> **Exercise**: Write out the whole listing word for word.

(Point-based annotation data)
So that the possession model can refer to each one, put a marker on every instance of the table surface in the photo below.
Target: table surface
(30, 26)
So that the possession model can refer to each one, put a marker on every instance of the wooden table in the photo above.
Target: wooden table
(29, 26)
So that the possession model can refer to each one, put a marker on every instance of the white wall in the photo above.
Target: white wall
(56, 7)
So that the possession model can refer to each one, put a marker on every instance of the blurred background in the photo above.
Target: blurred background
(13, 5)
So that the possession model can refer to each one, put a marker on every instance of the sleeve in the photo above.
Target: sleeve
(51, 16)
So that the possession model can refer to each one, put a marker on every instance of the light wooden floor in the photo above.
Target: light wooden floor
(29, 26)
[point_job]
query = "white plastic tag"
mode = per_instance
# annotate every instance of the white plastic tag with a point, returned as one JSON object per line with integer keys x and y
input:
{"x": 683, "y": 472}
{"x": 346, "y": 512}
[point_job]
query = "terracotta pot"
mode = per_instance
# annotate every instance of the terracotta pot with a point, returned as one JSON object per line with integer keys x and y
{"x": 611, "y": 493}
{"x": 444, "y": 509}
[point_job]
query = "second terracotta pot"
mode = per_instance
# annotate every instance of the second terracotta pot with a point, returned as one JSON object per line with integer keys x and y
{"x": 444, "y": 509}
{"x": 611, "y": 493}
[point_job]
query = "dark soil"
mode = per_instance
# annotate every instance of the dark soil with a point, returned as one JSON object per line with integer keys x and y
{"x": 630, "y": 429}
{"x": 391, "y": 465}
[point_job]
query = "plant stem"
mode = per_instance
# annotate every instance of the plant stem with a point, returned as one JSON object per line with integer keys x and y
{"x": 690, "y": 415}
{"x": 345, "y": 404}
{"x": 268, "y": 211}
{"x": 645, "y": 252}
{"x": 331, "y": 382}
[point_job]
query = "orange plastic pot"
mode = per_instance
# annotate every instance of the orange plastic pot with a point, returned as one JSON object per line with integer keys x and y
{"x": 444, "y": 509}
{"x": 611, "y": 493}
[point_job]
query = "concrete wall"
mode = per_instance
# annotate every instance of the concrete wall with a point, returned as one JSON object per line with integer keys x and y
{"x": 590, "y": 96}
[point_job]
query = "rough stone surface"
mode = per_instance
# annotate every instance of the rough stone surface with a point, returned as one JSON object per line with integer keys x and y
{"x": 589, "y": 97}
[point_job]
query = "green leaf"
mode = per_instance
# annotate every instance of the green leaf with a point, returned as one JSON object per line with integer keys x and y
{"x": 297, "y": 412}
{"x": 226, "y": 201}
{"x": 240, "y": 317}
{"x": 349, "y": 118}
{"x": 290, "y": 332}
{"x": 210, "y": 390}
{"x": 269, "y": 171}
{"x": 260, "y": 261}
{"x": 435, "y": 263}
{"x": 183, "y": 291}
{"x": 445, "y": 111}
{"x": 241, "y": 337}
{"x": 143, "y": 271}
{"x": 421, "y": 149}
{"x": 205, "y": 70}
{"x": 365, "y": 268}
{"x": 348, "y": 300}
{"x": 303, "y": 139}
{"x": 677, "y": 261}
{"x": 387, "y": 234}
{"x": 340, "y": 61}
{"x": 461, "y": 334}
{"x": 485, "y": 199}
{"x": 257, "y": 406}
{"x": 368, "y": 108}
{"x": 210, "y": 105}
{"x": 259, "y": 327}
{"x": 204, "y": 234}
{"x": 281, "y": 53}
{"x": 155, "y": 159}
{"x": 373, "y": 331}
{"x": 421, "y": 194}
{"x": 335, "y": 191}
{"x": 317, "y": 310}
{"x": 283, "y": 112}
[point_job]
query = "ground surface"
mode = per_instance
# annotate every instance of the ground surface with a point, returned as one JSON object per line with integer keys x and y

> **Expected answer**:
So that the possession model can refer to each one, put a marker on every instance of the table surface in the photo below.
Target: table surface
(30, 26)
So that the possession model can refer to each one, put a marker on every instance of the wooden table in the photo above.
Target: wooden table
(29, 26)
So that the possession model can refer to each one, put a marker on every instance of the white wall in the photo above.
Target: white wall
(56, 7)
So that the possession model can refer to each one, put a marker on every instance of the blurred background in the photo above.
Target: blurred background
(13, 5)
So that the possession model can refer to each one, put a marker on every instance of the sleeve in the photo above.
Target: sleeve
(51, 16)
So that the possession model can refer to each one, put a marker on every instance of the light wooden floor in the photo above.
Target: light wooden floor
(29, 26)
[point_job]
query = "white plastic tag"
mode = per_instance
# annotate every instance of the white plastic tag with a point, returned as one JSON object per line with integer keys x and y
input:
{"x": 683, "y": 472}
{"x": 346, "y": 512}
[point_job]
query = "terracotta pot"
mode = per_instance
# annotate every instance of the terracotta pot with a point, returned as one JSON object per line with integer keys x and y
{"x": 611, "y": 493}
{"x": 444, "y": 509}
[point_job]
query = "second terracotta pot"
mode = per_instance
# annotate every instance of the second terracotta pot with a point, returned as one JSON object per line with integer keys x and y
{"x": 444, "y": 509}
{"x": 611, "y": 493}
[point_job]
query = "dark soil"
mode = per_instance
# annotate every instance of the dark soil with a point, returned as one JSON object per line with integer keys x and y
{"x": 630, "y": 429}
{"x": 391, "y": 465}
[point_job]
query = "plant stem"
mode = per_instance
# annotate every instance of the plant stem with a point, returned as one JSON object per line with integer keys x and y
{"x": 690, "y": 415}
{"x": 345, "y": 404}
{"x": 268, "y": 211}
{"x": 645, "y": 252}
{"x": 331, "y": 382}
[point_job]
query = "orange plastic pot"
mode = per_instance
# annotate every instance of the orange plastic pot with a point, returned as one JSON object per line with integer keys x and y
{"x": 444, "y": 509}
{"x": 611, "y": 493}
[point_job]
query = "concrete wall"
mode = per_instance
# annotate every instance of the concrete wall with a point, returned as one JSON object per line with integer keys x and y
{"x": 590, "y": 96}
[point_job]
query = "rough stone surface"
mode = per_instance
# annotate every instance of the rough stone surface with a point, returned as one JSON object per line with integer keys x and y
{"x": 589, "y": 97}
[point_job]
query = "green leaf"
mode = per_instance
# annotate every instance of the green leaf with a point, returned as one JSON object per line with integer keys x and y
{"x": 297, "y": 412}
{"x": 226, "y": 201}
{"x": 240, "y": 317}
{"x": 349, "y": 118}
{"x": 290, "y": 332}
{"x": 210, "y": 390}
{"x": 269, "y": 171}
{"x": 260, "y": 261}
{"x": 435, "y": 263}
{"x": 183, "y": 291}
{"x": 445, "y": 111}
{"x": 241, "y": 337}
{"x": 143, "y": 271}
{"x": 421, "y": 149}
{"x": 205, "y": 70}
{"x": 365, "y": 268}
{"x": 348, "y": 300}
{"x": 303, "y": 139}
{"x": 677, "y": 261}
{"x": 387, "y": 234}
{"x": 340, "y": 61}
{"x": 461, "y": 334}
{"x": 485, "y": 199}
{"x": 257, "y": 406}
{"x": 368, "y": 108}
{"x": 210, "y": 105}
{"x": 259, "y": 327}
{"x": 204, "y": 234}
{"x": 281, "y": 53}
{"x": 155, "y": 159}
{"x": 373, "y": 331}
{"x": 421, "y": 194}
{"x": 335, "y": 191}
{"x": 317, "y": 310}
{"x": 283, "y": 112}
[point_job]
query = "ground surface"
mode = per_instance
# annotate every instance of the ground surface with a point, returned as one JSON object per line with integer keys x and y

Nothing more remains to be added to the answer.